## AUFGABEN
1 – Gib aus der Rezension den Abschnitt wortgetreu wieder, der mit „Kreischalarm! Die Zeiten“ einsetzt und bis einschließlich „wirklich nur die.“ reicht.
2 – Prüfe anhand der Rezension, ob die folgenden Aussagen zutreffen, und belege jede Antwort (ja oder nein) mit den entscheidenden Worten der Rezension als wörtlichem Zitat: (a) Die „Summer“-Buchtrilogie soll staffelweise auf Prime Video erscheinen. (b) Cousins Beach ist ein realer Ort an der Küste von Massachusetts. (c) Die Serie wurde auf Long Island gedreht.

„Der Sommer, als ich schön wurde“: Die Verlockungen der Fisher-Boys – Review

Angemessen seichte Teenie-Romanze nach den Bestsellern von Jenny Han

Gian-Philip Andreas
Rezension von Gian-Philip Andreas – 16.06.2022, 18:39 Uhr

Meistens am Strand: Belly (Lola Tung) und ihre große Liebe Conrad (Christopher Briney) – Bild: Amazon Prime Video
Meistens am Strand: Belly (Lola Tung) und ihre große Liebe Conrad (Christopher Briney)

Kreischalarm! Die Zeiten sind hart genug, da braucht es steten Nachschub an Schmachtmaterial. Die erfolgreiche Young-Adult-Autorin Jenny Han, deren „To All The Boys“-Trilogie bereits in Form dreier Netflix-Filme (von 2018, 2020 und 2021) für leuchtende Teenie-Augen sorgte, probiert es diesmal mit der Langform: Ihre „Summer“-Buchtrilogie soll staffelweise auf Prime Video anlanden. Bevor jetzt die erste Staffel von „Der Sommer, als ich schön wurde“ startet, wurde die zweite bereits bestätigt. Die Fans wird’s freuen. Möglicherweise aber wirklich nur die.

Cousins Beach ist kein realer Ort. Das sonnige Strandidyll mit den mondänen Villen in Ozeannähe erinnert vage an die Hamptons auf Long Island oder andere US-amerikanische Reichen-Rückzugsareale wie Cape Cod vor der Küste von Massachusetts. Gedreht wurde allerdings ein paar Hundert Meilen weiter südlich, an der Atlantikküste von North Carolina. Vielleicht verströmt der Hauptschauplatz dieser Serie auch deswegen fast so etwas wie einen dezenten Südstaatencharme: Das prachtvolle weiße Sommerhaus, die blonde Southern Belle, die es bewohnt, die Sonne, der Strand, die Debütantinnenbälle.

## BEREITGESTELLTE DATEN

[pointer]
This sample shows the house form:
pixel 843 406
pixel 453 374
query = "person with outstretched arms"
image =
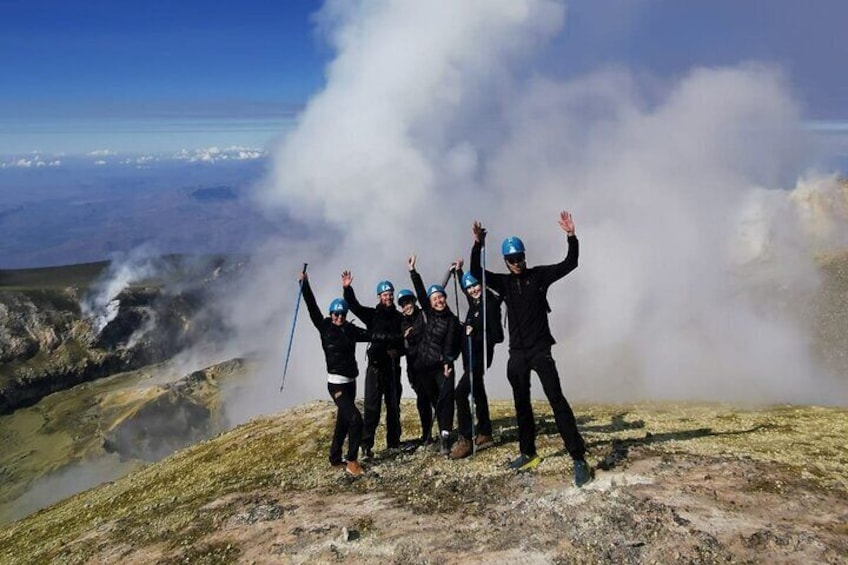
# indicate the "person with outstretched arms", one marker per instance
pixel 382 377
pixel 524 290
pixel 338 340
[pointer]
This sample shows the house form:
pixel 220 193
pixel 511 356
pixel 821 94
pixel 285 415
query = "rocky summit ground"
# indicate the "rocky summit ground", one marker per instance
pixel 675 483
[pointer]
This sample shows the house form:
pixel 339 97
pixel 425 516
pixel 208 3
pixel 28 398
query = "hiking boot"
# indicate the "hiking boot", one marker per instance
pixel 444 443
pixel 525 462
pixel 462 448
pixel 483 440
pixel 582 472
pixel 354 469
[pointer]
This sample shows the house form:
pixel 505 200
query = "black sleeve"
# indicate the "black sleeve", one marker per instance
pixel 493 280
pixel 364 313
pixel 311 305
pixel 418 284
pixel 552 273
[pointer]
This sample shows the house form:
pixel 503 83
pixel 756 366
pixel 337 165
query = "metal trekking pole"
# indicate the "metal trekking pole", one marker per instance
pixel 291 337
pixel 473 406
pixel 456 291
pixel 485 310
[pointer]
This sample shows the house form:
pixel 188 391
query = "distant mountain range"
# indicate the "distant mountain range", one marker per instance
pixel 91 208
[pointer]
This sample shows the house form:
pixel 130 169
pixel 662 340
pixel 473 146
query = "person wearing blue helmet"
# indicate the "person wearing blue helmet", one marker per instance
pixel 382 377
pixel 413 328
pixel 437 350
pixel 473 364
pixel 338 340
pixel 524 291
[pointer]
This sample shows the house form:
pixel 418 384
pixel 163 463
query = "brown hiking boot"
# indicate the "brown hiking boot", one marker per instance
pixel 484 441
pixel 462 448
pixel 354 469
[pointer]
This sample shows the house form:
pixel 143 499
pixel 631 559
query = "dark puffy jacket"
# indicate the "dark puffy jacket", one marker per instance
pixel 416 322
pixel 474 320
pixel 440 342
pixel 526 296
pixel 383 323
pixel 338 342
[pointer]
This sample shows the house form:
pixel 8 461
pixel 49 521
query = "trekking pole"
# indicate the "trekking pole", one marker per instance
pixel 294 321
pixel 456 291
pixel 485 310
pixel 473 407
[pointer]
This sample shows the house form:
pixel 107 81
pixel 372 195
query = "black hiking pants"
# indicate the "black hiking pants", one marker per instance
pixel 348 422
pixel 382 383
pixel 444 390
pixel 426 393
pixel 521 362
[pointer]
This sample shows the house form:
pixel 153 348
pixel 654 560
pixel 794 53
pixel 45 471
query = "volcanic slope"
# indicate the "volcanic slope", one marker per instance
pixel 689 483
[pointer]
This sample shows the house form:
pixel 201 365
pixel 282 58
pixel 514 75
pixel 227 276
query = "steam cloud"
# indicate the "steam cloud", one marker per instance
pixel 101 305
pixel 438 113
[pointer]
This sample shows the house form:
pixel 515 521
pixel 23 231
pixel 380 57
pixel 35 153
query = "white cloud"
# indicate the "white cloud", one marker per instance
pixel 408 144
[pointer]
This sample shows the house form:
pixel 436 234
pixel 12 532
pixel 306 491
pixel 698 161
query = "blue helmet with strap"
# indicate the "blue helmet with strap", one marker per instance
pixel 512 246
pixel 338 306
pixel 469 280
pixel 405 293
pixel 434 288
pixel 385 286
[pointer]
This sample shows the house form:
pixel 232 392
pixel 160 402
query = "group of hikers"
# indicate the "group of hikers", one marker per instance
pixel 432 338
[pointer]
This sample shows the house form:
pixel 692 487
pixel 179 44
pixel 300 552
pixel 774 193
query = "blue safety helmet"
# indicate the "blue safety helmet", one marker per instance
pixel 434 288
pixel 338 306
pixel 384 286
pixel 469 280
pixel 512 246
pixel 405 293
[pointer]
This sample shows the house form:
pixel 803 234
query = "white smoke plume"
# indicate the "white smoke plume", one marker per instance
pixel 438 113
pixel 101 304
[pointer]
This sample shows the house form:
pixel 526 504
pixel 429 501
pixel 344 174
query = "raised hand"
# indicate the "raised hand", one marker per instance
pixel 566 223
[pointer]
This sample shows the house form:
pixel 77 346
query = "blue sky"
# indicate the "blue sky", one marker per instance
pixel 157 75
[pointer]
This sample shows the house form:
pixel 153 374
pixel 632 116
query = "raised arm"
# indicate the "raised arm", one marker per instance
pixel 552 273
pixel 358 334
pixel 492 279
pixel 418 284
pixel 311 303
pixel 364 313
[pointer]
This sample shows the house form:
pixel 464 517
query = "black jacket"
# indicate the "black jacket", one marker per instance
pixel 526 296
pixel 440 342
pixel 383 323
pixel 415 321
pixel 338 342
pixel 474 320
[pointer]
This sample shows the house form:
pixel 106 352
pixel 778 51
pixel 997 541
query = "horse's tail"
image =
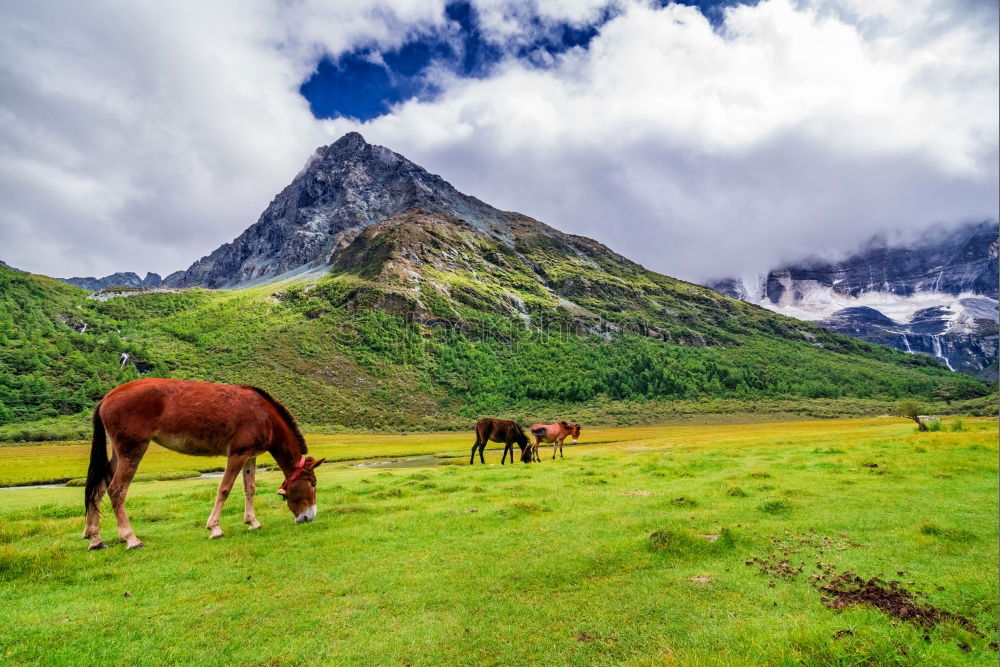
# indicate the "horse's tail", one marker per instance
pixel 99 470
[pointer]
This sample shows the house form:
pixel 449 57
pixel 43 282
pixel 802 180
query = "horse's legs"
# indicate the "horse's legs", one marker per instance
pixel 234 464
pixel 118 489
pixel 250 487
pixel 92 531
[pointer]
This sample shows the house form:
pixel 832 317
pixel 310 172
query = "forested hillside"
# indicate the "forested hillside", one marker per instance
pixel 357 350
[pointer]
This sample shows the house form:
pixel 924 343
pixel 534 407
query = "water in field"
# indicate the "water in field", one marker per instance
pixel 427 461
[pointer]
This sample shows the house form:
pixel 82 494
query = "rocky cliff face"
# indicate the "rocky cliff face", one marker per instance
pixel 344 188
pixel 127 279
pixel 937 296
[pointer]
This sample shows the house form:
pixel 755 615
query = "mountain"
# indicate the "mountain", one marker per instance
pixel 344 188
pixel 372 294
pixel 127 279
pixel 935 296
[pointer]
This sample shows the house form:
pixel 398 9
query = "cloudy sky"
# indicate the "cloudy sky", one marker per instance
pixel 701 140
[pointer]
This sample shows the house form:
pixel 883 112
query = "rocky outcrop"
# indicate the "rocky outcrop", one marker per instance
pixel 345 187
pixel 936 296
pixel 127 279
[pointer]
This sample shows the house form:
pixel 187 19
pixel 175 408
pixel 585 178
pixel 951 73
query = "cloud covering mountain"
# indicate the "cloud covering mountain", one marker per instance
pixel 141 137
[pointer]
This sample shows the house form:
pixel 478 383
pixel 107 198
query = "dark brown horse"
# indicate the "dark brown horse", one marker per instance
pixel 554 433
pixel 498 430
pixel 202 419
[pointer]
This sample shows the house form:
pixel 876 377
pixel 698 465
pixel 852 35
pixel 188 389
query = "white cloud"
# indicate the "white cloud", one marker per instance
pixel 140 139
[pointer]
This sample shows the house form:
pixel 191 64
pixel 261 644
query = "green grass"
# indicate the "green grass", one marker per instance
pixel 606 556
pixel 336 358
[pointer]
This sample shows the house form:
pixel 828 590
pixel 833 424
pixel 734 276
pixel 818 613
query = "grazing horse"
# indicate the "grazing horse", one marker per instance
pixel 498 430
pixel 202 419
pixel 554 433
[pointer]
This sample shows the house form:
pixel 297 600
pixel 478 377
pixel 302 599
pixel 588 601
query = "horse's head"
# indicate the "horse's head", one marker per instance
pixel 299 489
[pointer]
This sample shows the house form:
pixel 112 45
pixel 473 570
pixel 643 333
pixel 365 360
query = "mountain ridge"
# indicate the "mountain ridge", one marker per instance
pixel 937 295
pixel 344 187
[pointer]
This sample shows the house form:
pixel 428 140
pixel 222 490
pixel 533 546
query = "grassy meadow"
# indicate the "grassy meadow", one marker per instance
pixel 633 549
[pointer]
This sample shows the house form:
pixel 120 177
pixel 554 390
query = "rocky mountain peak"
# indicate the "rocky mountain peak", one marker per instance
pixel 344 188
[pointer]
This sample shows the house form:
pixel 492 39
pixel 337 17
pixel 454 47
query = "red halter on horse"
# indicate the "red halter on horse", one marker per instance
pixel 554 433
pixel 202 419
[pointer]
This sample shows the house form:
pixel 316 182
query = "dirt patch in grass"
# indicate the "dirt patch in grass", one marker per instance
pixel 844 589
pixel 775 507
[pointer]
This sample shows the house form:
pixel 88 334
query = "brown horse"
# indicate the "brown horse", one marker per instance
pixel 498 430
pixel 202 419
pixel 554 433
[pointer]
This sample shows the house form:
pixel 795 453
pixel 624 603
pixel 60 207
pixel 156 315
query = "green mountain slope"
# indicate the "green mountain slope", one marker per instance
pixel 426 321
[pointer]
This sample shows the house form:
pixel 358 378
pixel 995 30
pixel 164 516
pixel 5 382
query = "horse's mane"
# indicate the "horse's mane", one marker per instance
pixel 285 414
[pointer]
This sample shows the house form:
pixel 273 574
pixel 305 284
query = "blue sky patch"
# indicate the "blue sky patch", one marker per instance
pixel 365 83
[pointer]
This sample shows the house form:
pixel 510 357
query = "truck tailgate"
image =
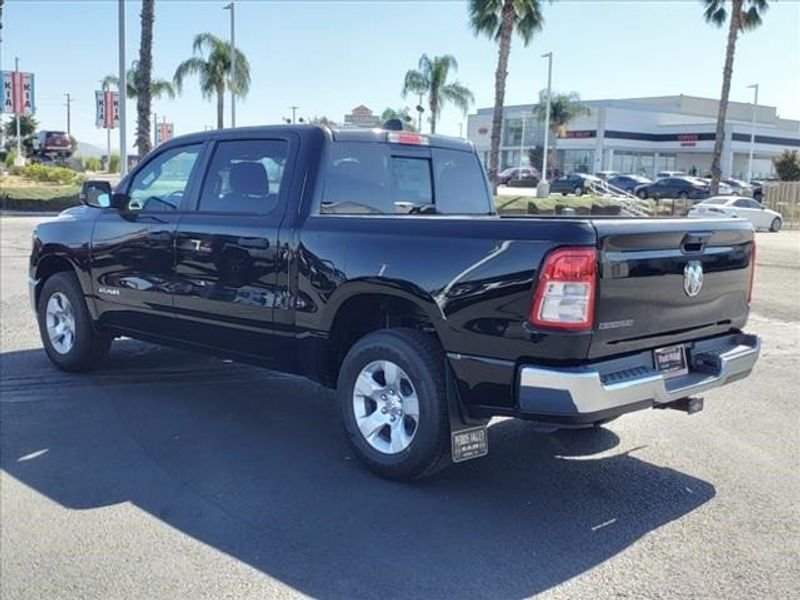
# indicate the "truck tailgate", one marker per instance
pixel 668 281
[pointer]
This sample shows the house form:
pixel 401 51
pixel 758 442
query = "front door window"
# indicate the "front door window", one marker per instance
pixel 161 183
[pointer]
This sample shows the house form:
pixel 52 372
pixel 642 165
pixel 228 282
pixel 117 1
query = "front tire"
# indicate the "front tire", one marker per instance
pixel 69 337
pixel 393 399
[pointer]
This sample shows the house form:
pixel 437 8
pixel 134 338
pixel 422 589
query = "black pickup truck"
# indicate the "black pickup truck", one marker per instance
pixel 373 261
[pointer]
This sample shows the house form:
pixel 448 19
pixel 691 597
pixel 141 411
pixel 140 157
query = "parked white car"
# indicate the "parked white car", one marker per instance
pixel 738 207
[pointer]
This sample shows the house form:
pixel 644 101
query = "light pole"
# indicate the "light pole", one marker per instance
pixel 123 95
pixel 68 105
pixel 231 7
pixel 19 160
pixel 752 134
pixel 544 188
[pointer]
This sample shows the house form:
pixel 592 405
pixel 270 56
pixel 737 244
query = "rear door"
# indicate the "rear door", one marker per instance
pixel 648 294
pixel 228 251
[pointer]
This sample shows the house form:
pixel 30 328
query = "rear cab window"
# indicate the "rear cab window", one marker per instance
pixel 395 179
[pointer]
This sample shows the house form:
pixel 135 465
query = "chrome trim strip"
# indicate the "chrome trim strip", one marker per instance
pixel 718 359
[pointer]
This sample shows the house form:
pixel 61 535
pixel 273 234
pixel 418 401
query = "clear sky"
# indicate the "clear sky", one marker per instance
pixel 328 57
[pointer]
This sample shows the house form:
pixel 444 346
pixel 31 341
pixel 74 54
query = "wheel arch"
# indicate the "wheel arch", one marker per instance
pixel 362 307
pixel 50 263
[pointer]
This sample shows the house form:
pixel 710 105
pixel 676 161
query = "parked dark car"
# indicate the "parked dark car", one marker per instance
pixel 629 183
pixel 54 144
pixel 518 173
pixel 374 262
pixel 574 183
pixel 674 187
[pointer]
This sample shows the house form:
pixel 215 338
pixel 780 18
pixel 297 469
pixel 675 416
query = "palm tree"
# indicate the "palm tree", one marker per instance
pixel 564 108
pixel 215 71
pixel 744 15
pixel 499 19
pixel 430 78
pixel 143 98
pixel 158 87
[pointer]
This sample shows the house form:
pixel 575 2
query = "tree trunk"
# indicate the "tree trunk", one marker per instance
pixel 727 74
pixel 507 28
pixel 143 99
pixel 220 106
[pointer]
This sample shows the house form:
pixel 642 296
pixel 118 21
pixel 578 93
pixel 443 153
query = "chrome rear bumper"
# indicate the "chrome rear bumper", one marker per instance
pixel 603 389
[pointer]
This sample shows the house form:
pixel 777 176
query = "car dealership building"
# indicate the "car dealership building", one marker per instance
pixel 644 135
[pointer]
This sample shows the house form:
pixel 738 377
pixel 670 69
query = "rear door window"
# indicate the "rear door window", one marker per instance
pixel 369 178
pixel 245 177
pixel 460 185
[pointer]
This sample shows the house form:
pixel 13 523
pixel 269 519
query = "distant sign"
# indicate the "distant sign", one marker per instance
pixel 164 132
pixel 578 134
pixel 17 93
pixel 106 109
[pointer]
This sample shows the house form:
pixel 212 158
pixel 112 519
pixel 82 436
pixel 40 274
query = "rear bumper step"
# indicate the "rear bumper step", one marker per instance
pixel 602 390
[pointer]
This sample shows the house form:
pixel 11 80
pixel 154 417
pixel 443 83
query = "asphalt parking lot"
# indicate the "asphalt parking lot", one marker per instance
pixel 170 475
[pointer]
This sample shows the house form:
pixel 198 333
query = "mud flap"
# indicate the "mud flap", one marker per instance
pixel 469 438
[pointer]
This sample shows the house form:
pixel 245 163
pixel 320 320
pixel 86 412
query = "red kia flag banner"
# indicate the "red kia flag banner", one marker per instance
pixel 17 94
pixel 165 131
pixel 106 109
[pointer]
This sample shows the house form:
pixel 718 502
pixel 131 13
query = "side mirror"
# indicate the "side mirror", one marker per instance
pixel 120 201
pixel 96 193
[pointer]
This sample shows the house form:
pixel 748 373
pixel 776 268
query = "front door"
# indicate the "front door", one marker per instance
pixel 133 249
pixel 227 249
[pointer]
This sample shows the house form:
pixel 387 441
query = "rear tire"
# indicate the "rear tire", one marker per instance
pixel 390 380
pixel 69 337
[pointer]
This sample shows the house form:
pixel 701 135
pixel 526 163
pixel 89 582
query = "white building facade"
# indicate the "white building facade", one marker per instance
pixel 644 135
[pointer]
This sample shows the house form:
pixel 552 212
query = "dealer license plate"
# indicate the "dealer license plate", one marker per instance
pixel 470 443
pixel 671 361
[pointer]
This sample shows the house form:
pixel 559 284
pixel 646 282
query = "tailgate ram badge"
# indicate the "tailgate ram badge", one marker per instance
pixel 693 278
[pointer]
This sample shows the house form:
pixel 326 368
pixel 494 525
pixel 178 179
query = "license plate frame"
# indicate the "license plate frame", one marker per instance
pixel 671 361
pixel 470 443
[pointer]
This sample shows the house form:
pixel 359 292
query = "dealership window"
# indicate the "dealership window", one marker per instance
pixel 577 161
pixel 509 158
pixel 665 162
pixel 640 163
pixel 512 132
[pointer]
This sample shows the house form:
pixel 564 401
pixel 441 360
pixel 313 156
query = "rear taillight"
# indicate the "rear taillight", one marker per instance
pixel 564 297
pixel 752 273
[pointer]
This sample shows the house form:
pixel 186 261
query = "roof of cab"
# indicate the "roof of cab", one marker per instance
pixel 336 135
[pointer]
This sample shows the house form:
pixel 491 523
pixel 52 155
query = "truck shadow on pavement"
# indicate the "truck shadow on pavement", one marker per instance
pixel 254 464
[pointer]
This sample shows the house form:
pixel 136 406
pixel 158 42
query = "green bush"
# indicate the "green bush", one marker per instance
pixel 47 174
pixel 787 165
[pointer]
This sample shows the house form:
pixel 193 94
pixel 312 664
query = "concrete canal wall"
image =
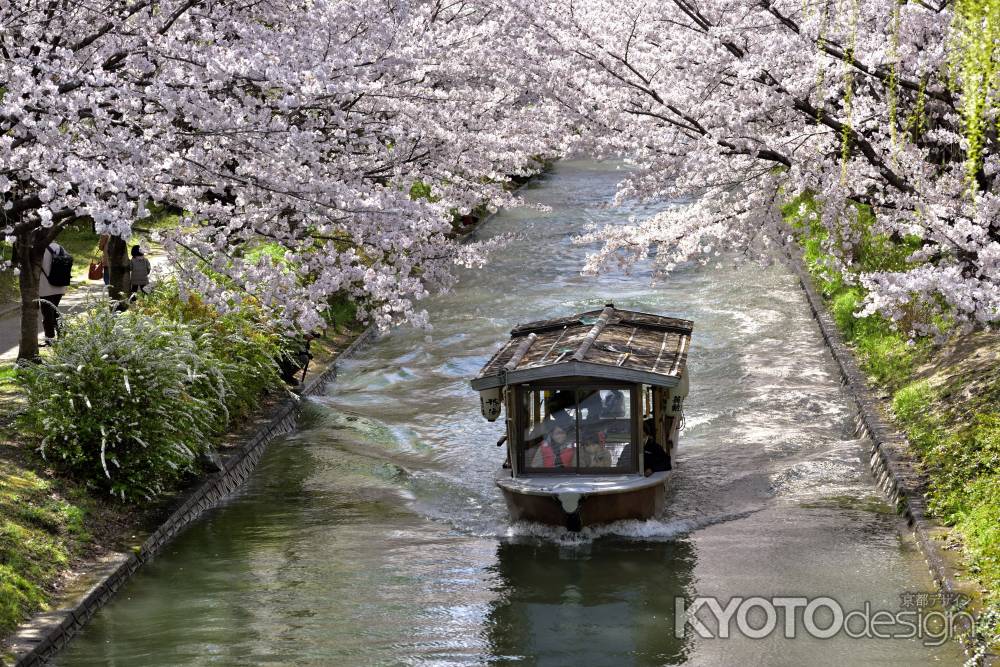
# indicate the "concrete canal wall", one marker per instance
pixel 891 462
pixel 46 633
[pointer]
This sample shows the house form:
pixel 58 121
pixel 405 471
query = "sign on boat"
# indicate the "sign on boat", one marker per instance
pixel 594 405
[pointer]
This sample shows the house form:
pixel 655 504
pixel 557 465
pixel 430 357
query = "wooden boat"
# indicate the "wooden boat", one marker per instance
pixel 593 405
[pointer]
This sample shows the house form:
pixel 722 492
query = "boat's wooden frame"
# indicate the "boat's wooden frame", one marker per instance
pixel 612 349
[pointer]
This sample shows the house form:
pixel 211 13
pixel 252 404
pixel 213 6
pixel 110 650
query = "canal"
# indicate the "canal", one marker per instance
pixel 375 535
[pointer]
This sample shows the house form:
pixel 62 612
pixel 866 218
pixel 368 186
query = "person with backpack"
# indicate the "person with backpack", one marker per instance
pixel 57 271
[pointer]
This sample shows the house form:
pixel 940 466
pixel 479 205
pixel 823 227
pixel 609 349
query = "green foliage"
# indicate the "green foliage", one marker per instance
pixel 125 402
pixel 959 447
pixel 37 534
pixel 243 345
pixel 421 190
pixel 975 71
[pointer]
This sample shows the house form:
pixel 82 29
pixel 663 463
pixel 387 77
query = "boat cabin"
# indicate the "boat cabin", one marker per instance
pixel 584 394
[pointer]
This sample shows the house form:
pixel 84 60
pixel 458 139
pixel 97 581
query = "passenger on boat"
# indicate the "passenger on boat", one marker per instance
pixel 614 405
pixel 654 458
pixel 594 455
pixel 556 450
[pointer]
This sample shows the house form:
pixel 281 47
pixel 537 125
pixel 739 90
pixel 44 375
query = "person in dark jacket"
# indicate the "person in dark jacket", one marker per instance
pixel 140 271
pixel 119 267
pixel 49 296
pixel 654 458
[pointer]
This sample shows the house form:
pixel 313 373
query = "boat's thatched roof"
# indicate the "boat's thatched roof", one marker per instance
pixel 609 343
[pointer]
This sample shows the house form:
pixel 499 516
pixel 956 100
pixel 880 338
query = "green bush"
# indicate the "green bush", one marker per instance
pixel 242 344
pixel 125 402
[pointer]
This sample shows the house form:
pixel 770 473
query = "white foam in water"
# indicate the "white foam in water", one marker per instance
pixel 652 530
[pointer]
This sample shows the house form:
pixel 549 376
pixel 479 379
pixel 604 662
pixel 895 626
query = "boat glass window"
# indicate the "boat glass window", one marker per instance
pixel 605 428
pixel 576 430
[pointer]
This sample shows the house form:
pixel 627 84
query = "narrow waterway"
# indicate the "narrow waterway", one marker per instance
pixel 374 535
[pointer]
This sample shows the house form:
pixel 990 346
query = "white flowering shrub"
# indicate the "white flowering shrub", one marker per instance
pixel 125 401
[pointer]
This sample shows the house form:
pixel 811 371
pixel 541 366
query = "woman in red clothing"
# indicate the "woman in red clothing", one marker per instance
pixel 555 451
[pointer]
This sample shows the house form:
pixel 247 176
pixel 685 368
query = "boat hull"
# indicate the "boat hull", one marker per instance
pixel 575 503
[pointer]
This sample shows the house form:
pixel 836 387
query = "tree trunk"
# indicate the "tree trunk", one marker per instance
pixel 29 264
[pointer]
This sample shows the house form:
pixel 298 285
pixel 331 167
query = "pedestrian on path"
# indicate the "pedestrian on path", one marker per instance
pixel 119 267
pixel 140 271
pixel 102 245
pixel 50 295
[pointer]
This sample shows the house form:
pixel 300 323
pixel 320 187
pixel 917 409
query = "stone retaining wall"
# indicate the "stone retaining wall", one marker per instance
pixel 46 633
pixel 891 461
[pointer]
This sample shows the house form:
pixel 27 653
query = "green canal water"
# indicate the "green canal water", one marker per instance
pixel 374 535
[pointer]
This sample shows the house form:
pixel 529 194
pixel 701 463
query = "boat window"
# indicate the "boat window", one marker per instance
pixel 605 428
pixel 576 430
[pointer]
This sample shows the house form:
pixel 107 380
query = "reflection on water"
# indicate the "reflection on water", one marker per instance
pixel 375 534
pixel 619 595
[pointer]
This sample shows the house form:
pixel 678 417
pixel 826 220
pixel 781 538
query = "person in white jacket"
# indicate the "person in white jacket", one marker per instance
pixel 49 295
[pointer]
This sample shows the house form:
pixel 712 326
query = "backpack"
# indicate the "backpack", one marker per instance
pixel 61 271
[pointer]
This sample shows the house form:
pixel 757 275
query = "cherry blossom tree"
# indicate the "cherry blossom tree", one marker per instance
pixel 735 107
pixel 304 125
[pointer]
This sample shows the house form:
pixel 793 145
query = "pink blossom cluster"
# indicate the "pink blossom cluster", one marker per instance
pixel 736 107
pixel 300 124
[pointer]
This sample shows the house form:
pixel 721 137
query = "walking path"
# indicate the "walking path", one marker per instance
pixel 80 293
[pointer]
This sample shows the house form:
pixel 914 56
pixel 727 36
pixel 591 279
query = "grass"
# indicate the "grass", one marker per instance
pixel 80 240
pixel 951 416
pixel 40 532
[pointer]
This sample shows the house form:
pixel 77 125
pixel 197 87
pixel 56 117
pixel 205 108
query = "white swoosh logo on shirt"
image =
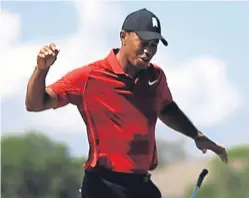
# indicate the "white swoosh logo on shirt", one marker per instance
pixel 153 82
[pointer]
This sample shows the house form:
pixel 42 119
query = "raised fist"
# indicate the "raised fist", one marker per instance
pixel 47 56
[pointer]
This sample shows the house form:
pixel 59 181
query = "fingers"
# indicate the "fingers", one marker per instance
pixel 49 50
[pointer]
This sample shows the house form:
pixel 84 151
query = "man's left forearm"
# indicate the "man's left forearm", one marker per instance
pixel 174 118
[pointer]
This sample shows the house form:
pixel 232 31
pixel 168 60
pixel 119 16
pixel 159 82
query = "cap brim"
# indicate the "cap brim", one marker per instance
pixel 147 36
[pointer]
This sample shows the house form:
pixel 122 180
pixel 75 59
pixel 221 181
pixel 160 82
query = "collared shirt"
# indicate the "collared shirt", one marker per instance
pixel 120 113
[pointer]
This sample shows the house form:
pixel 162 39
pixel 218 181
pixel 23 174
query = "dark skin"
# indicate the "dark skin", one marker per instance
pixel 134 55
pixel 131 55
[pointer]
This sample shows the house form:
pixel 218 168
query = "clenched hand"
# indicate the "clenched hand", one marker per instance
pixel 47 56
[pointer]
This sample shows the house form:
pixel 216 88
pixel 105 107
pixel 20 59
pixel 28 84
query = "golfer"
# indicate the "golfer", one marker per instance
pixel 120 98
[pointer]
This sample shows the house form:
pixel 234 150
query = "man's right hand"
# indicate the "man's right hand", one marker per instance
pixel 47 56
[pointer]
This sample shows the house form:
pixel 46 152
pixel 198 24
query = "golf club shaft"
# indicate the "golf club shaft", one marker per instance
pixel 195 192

## LÖSUNGEN NACH AUFGABEN
1 –
Kreischalarm! Die Zeiten sind hart genug, da braucht es steten Nachschub an Schmachtmaterial. Die erfolgreiche Young-Adult-Autorin Jenny Han, deren „To All The Boys“-Trilogie bereits in Form dreier Netflix-Filme (von 2018, 2020 und 2021) für leuchtende Teenie-Augen sorgte, probiert es diesmal mit der Langform: Ihre „Summer“-Buchtrilogie soll staffelweise auf Prime Video anlanden. Bevor jetzt die erste Staffel von „Der Sommer, als ich schön wurde“ startet, wurde die zweite bereits bestätigt. Die Fans wird’s freuen. Möglicherweise aber wirklich nur die.

2 –
(a) Ja: „Ihre „Summer“-Buchtrilogie soll staffelweise auf Prime Video anlanden.“
(b) Nein: „Cousins Beach ist kein realer Ort.“
(c) Nein: „Gedreht wurde allerdings ein paar Hundert Meilen weiter südlich, an der Atlantikküste von North Carolina.“